Fragmento de la página:
---
Al baile, como a todo, hay que quitarle lo superfluo.
Bailarín o bailaor. Para muchos aficionados Antonio Gades era un bailarín que bailaba flamenco, y para los clásicos era un bailaor que bailaba también clásico. Lo cierto es que fue uno de los artistas más completos en su género. Y siempre siguiendo el principio de que no se deben echar más horas de ensayo por ser mejor que otro, sino para ser mejor que uno mismo.
La característica más destacable de su papel como bailarín -y que además convirtió en uno de sus principios estéticos-, se define en estas palabras: según vas madurando, eliminas los elementos sobrantes, con un gesto puedes ser más expresivo y decir muchísimo más que con veinte piruetas. El flamenco que bailo es algo doloroso y dramático, introvertido, seco como la tierra yerma.
De todo lo aprendido, siempre agradeció especialmente al pueblo llano el haberle proporcionado el caudal inagotable de su sabiduría para enriquecer su trabajo. Mi estilo lo encontré en el pueblo español, y a él le debo todo. Para Gades el ballet clásico era una escuela, y el baile español una cultura. Y por eso pensaba que no se debían enseñar simplemente los pasos, las técnicas, sino que había que humanizar la danza, y que cada danza exige un estudio exhaustivo de sus orígenes, todas tienen un sentimiento propio, que no se consigue solamente con ponerse el traje típico. Nunca he pretendido ser un folclorista, pero sí transmitir lo que he aprendido y procurar acercarme a la base, que es la única forma de avanzar.
Antonio era una esponja, aprendía allí dónde hubiese algo que aprender. Vicente Escudero, leyenda del baile español y flamenco, decía de mí que era un ladrón de oído, porque yo estaba siempre atento, escuchando y, bien o mal, intentaba seguir sus consejos. Le interesa todo lo que le pudiese aportar algo. Me gusta captar todo, ver y sentir.
---
Tus tareas:
- 1) En el texto sobre Antonio Gades, ¿quién decía de él que era un ladrón de oído?
- 2) Escribe la continuación del texto sobre Antonio Gades a partir de su última oración.
No es necesario consultar las filas.

Información extraída:
---
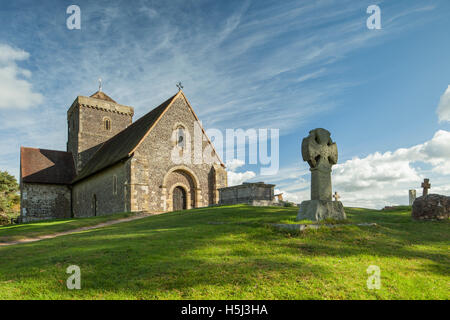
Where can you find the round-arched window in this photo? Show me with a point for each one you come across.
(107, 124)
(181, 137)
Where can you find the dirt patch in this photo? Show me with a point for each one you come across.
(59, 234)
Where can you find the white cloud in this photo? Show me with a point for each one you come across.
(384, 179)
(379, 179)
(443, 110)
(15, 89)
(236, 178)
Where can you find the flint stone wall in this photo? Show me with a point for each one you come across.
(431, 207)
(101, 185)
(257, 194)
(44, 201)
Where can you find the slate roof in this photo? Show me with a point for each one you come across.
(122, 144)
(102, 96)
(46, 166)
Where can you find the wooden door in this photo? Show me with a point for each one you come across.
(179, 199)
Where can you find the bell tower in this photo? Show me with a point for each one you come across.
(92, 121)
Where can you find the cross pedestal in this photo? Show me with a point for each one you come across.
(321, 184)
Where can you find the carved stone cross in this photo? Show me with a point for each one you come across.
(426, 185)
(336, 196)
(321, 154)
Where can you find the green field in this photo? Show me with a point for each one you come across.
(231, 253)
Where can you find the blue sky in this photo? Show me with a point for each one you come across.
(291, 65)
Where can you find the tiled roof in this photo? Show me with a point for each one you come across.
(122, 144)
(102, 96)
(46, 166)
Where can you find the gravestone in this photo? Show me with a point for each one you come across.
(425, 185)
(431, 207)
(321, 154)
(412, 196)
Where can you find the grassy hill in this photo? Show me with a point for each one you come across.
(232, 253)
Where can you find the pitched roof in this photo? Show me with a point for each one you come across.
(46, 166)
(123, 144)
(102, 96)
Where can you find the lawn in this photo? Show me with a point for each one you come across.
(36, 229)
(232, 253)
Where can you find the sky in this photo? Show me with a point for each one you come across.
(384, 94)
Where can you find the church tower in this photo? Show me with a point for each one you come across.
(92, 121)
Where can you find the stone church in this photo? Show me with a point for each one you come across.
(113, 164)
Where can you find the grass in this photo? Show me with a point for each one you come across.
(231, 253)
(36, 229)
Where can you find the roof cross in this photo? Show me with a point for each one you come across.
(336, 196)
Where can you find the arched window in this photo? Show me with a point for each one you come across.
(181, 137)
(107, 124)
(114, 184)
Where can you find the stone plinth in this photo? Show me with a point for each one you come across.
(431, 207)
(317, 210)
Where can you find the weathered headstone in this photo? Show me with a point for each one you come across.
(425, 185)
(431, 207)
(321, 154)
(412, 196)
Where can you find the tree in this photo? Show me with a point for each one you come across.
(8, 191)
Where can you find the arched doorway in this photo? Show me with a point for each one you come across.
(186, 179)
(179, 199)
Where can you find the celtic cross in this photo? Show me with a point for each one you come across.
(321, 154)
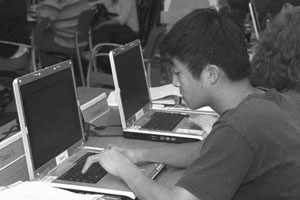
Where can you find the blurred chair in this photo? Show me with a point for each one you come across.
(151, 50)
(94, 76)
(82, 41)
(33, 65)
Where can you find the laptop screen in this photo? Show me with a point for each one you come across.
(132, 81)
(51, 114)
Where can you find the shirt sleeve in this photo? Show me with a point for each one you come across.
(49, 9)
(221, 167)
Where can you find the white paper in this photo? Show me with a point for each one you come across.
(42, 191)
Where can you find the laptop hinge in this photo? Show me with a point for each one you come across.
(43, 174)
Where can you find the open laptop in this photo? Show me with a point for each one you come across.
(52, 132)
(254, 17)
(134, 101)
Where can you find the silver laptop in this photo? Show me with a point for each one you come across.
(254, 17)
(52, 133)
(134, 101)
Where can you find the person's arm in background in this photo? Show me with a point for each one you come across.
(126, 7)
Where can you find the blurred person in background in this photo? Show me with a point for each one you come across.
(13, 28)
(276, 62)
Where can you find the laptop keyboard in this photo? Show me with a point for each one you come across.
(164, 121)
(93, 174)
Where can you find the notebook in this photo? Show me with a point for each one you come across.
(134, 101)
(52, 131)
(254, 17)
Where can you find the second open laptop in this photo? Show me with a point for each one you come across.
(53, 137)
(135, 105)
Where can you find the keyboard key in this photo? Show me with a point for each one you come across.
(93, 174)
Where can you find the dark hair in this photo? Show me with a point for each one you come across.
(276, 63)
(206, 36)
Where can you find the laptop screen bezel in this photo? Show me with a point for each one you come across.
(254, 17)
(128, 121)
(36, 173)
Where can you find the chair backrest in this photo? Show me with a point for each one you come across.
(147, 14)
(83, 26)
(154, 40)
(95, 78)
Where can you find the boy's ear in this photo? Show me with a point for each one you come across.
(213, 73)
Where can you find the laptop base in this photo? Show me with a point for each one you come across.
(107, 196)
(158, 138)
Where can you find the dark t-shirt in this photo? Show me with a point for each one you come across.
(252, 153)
---
Resultados por tarea:
- 1) Vicente Escudero, leyenda del baile español y flamenco.

- 2)
Yo bailaba todo, pero hasta que no me controlé, hasta que no supe sacar de esos silencios, de esa austeridad, de ese equilibrio, de esa sequedad, de esa elasticidad, de esa estética sin caer en el esteticismo, hasta que no supe hacer eso no me di cuenta que ya había comprendido todo lo demás. La depuración de su estilo la obtuvo a través de la disciplina que ya entonces tenía el mismo valor que el de la libre personalidad creadora.
Su formación clásica le ayudó a construir un lenguaje, aunque se dio perfecta cuenta de que los brazos clásicos son más estáticos, desencarnados y fríos que el braceo español, ya que obedecen a un código. El bailaor flamenco sin embargo juega con sus hombros y produce líneas quebradas. Aunque si el flamenco debe ser ejecutado con una cierta espontaneidad, esto no implica en absoluto, el relajo, ni siquiera la improvisación. Para Gades lo grande del flamenco era su contención. No explotas pero allí hay una energía descomunal, sensualidad y erotismo que vibran todo el tiempo.
He seguido las lecciones de Peretti y de Tikhonova (maestros de clásico) pero no creo que la danza clásica haya influenciado mi flamenco. Los brazos son aquí una proyección de la energía. La hacen estallar. Según Gades no se trata de buscar una posición estática sino de encontrar un equilibrio dentro de una gran libertad gestual.
En cuanto a los excesos propios del baile en España solía afirmar que esos que zapatean mucho, que hacen mucho con los brazos, no tienen mucho que decir. Siempre decía que una cosa es zapatear y la otra pisotear la tierra. De sus palabras se desprende que ya entonces se percutía demasiado: el zapateado no es percusión es la prolongación de un sentimiento, a la tierra no se la puede pisotear, si pisoteamos la tierra, no da nada, ni sonidos ni trigo.